---- Data in this exercise
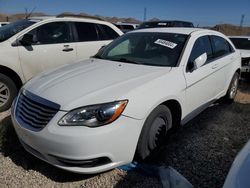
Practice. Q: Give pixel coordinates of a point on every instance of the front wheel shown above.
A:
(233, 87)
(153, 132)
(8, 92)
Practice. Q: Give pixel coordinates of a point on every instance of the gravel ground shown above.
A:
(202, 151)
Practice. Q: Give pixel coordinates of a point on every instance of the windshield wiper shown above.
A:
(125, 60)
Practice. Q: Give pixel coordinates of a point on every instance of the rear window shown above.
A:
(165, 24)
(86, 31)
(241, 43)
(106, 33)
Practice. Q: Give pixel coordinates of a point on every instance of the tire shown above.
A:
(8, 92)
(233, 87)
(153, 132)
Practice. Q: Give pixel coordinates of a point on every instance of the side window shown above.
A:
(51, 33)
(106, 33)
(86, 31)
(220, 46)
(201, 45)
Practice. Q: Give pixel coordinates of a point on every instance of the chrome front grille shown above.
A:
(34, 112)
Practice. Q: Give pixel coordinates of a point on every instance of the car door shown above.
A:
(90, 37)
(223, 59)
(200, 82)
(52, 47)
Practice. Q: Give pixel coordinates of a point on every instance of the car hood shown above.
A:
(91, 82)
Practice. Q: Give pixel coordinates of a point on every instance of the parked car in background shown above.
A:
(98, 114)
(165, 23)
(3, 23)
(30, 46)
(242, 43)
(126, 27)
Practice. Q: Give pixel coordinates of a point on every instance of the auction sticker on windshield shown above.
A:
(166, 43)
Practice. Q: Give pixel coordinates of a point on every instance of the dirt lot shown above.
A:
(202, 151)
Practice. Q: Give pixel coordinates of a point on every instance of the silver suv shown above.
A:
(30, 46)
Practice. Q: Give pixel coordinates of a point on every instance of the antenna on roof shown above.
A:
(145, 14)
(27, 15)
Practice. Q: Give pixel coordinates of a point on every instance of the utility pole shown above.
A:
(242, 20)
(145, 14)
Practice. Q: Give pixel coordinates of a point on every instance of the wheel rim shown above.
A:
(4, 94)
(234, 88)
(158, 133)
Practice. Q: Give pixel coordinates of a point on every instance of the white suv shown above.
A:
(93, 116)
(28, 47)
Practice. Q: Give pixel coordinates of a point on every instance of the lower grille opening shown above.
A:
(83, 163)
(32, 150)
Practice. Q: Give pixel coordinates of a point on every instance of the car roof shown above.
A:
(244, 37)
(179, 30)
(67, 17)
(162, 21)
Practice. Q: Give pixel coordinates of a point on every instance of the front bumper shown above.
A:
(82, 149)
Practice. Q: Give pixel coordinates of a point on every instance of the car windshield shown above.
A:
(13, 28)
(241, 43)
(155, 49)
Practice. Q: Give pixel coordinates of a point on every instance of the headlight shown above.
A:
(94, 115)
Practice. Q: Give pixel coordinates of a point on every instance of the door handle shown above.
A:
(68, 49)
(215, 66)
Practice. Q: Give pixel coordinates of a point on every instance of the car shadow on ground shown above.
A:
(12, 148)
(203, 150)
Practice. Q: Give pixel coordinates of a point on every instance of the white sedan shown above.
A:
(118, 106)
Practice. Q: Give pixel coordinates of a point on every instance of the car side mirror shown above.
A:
--------
Exercise prompt »
With the pictures omitted, the records above are to be repeated exactly.

The answer »
Practice. Q: Give pixel coordinates of a point on every instance of the front wheel shown above.
A:
(233, 87)
(153, 132)
(8, 92)
Practice. Q: Give pixel coordinates of a point on every instance of the gravel ground shown above.
A:
(202, 151)
Practice. Q: Give pixel coordinates of a point on every instance of the windshield wiper shown above.
A:
(125, 60)
Practice. Q: Give pixel coordinates of a point on every instance of the rear window shown above.
A:
(165, 24)
(86, 31)
(241, 43)
(106, 33)
Practice. Q: Give pixel coordinates of a point on every instance of the tire shown above.
A:
(8, 92)
(233, 87)
(153, 132)
Practice. Q: Give pixel coordinates of a point on every instance of the side window shown above.
A:
(51, 33)
(106, 33)
(86, 31)
(220, 46)
(201, 45)
Practice. Q: Give pixel coordinates of a point on every instance of the chrome front grille shown above.
A:
(34, 112)
Practice. Q: Give pixel coordinates of a point on every instance of the car door shown above.
A:
(90, 37)
(223, 59)
(200, 82)
(52, 47)
Practice. Q: Give pixel coordinates of a point on every instance of the car hood shown above.
A:
(91, 82)
Practice. Q: Give pixel coordinates of a point on every instance of the parked car in background shown above.
A:
(98, 114)
(165, 23)
(3, 23)
(30, 46)
(242, 43)
(126, 27)
Practice. Q: Give pixel coordinates of a point on every instance of the auction sticker on windshield shown above.
A:
(166, 43)
Practice. Q: Give pixel coordinates of a point on every instance of the dirt lot shown above.
A:
(202, 151)
Practice. Q: Give pixel coordinates of a point on every instance of the silver suv shown above.
A:
(30, 46)
Practice. Q: Give pixel coordinates of a point on every instance of the antenna on roof shown above.
A:
(145, 14)
(27, 15)
Practice. Q: Give pixel coordinates of a point on every instance of the utility pole shown above.
A:
(242, 20)
(145, 14)
Practice. Q: Give pixel coordinates of a point on every instance of the wheel rim shown above.
A:
(4, 94)
(234, 88)
(158, 133)
Practice. Q: Give pixel coordinates of a point on every instance of the white suv shown above.
A:
(93, 116)
(28, 47)
Practice. Q: Give pixel coordinates of a point on every instance of the lower grille opening shown above.
A:
(83, 163)
(32, 150)
Practice. Q: Give pixel coordinates of a point on every instance of the car roof shown above.
A:
(244, 37)
(179, 30)
(67, 17)
(162, 21)
Practice. Q: Give pixel coordinates of a point on every instance of the front bumper shown above.
A:
(82, 149)
Practice. Q: Give pixel coordinates of a point on every instance of the car windshield shown above.
A:
(13, 28)
(241, 43)
(155, 49)
Practice. Q: Give pixel coordinates of a point on every instance of the headlight shown above.
A:
(94, 115)
Practice. Q: Give pixel coordinates of a point on every instance of the door handle shown above.
A:
(68, 49)
(215, 66)
Practice. Q: Give pixel coordinates of a point on every instance of the car shadow on ground shown above.
A:
(12, 148)
(203, 150)
Practice. Q: Give pixel coordinates of a point on every instance of the white sedan shown above.
A:
(118, 106)
Practice. Q: Give pixel coordinates of a point on every instance of the car side mirror shown above.
A:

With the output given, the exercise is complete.